▶ [TASK REQUIREMENTS]:
Reproduce every one of the following items verbatim, line by line, without changing any wording or punctuation.

▶ [PROVIDED DATA]:
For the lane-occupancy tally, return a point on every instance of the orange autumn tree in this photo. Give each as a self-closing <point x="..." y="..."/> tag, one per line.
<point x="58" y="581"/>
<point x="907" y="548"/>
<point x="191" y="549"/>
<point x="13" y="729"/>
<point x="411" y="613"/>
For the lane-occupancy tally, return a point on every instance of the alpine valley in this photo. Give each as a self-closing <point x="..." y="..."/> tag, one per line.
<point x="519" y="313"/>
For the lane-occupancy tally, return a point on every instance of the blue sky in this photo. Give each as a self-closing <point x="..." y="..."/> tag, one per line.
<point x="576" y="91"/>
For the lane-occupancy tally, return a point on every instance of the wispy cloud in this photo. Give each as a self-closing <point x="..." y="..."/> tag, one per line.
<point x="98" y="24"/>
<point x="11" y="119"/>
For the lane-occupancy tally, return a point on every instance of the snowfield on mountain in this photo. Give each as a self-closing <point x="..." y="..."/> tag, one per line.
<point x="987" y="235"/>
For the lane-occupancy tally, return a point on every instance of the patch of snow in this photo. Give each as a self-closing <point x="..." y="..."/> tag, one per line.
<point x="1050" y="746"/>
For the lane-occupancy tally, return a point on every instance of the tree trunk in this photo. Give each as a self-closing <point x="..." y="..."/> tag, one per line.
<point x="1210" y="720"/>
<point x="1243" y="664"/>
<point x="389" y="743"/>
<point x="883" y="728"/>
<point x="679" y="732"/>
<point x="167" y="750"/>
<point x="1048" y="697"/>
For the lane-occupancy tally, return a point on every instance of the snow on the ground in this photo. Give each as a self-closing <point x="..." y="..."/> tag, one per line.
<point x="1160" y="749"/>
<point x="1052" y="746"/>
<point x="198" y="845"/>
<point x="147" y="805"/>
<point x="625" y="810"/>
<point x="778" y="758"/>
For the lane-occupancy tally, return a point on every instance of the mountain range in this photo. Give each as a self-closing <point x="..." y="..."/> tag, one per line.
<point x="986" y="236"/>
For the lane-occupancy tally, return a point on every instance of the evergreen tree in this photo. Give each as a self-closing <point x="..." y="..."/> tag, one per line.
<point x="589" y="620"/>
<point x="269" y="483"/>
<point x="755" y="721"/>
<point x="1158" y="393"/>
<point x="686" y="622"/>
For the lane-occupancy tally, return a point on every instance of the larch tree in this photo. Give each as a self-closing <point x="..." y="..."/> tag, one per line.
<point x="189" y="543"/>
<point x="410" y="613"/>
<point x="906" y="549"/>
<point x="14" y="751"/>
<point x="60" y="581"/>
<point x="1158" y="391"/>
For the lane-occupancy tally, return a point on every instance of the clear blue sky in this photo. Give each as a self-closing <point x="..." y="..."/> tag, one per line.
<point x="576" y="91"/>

▶ [RESULT OF THE EXERCISE]:
For the lane-occupancy tally, return a point on every instance of the orange autumn tree in this photo. Give each as a self-closing <point x="..." y="..."/> tag, one per line.
<point x="58" y="581"/>
<point x="907" y="548"/>
<point x="191" y="549"/>
<point x="13" y="729"/>
<point x="411" y="613"/>
For the lane-occupancy tally, return a point on every instance of the alpine valley in this photo. Give each as a self-closing <point x="..." y="..."/> tag, one per line.
<point x="519" y="313"/>
For the lane-occupancy tally, return a point on every instance of the blue sky in this photo. Give each as a self-closing <point x="..." y="..."/> tag, one per line.
<point x="576" y="91"/>
For the lane-occupancy tally, return a point on every instance of the wispy cloud in this photo. Give each as a self-closing <point x="..." y="..."/> tag, one per line.
<point x="98" y="24"/>
<point x="11" y="119"/>
For the lane-occupancy tally, return a point on every instance of the snowfield on mountain in this photo. Give each as a self-closing <point x="..." y="..."/> tag, one per line.
<point x="987" y="235"/>
For the lane-occupancy tally, return a point on every instance of the patch of snow in this photo. Give each as a self-closing <point x="..." y="..."/> tag, one per line.
<point x="1050" y="746"/>
For the lane-occupancy tally, return a point on every instance of the tree trunk in this photo. Give each as a self-closing <point x="..." y="..."/> tag, one per line.
<point x="1210" y="720"/>
<point x="1243" y="664"/>
<point x="389" y="743"/>
<point x="883" y="728"/>
<point x="679" y="732"/>
<point x="167" y="750"/>
<point x="1048" y="697"/>
For the lane-occupancy tally, return a point on every instance of the snow on the ground in this photo. Give each as a self-closing <point x="..." y="..."/> tag, one per line.
<point x="1160" y="749"/>
<point x="1052" y="746"/>
<point x="198" y="845"/>
<point x="147" y="805"/>
<point x="625" y="810"/>
<point x="778" y="758"/>
For the lane-occupancy tally, return a point on every instance of the mountain range in this photo. Give each as a self-closing <point x="..." y="..."/> tag, one per line.
<point x="986" y="236"/>
For the lane-occupancy tally, return a point on every instance of the evergreen tree in this photo. Give each as a self-closing <point x="..." y="..."/> tag, one per line.
<point x="589" y="620"/>
<point x="269" y="483"/>
<point x="755" y="721"/>
<point x="1158" y="393"/>
<point x="686" y="622"/>
For the lane-occupancy tally, return a point on every instance of the larch tree in this photo. Give each as a self-closing <point x="..." y="..."/> tag, one per line.
<point x="189" y="543"/>
<point x="410" y="613"/>
<point x="906" y="549"/>
<point x="14" y="751"/>
<point x="60" y="581"/>
<point x="1158" y="391"/>
For the lane-occupancy tally, return a point on every instance of the clear blue sky in this photo. Give each as a self-closing <point x="..." y="..."/> tag, one per line.
<point x="576" y="91"/>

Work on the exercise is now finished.